--- Do this ---
Gather each line in the records below that contains the word "bird".

--- Pointing dataset excerpts ---
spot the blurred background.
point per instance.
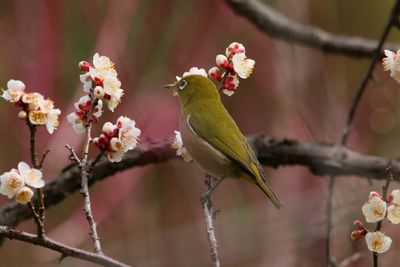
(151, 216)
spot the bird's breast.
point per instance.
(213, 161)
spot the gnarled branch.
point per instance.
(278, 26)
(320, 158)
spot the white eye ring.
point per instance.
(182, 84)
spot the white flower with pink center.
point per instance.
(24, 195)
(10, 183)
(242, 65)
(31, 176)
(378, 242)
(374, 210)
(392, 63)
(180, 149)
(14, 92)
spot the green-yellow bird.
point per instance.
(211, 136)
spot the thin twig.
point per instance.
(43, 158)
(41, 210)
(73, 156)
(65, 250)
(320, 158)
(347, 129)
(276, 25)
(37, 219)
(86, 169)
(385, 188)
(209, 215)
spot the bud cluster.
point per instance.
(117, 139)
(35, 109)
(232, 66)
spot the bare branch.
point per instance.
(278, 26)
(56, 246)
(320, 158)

---

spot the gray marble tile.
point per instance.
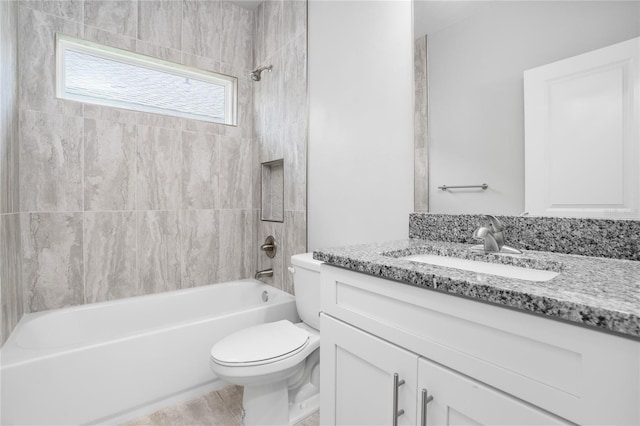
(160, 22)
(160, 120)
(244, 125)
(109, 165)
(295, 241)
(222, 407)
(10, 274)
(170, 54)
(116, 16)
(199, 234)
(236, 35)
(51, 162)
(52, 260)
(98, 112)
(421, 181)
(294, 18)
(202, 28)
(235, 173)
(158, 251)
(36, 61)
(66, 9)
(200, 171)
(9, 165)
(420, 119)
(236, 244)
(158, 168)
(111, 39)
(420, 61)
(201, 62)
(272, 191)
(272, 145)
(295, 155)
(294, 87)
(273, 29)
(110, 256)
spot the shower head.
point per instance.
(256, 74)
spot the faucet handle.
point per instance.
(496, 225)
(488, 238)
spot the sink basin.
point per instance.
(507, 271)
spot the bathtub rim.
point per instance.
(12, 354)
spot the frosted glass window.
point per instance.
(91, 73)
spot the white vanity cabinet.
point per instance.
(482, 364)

---

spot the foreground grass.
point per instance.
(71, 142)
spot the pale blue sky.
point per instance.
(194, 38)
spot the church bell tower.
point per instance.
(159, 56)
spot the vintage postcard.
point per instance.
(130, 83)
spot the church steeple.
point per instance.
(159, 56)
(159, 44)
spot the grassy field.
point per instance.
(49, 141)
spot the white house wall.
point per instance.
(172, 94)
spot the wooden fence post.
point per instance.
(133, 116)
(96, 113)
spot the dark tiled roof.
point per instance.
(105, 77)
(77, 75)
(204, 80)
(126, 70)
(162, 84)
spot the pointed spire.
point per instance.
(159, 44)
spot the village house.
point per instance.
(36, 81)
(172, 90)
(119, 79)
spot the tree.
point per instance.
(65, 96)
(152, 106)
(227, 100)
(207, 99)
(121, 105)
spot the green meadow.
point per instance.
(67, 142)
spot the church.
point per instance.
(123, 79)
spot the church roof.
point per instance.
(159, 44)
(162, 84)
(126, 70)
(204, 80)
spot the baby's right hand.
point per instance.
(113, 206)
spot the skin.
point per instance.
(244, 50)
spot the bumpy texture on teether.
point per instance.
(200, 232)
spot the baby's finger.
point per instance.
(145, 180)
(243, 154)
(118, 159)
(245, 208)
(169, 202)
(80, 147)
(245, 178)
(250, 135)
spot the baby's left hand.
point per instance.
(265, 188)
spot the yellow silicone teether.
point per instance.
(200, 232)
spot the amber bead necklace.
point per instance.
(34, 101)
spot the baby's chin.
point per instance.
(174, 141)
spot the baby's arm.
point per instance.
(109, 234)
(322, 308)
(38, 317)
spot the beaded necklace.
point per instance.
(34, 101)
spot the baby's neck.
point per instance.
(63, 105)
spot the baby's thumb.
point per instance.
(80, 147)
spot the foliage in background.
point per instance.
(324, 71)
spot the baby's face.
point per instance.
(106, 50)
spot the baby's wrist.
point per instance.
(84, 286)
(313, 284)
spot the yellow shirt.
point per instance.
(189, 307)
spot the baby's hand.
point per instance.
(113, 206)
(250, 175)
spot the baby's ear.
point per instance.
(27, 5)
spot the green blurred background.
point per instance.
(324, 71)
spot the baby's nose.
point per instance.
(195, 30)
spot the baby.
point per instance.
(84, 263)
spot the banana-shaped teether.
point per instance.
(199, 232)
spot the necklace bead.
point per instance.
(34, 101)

--- Complete output ---
spot the bird's breast.
spot the green-yellow bird.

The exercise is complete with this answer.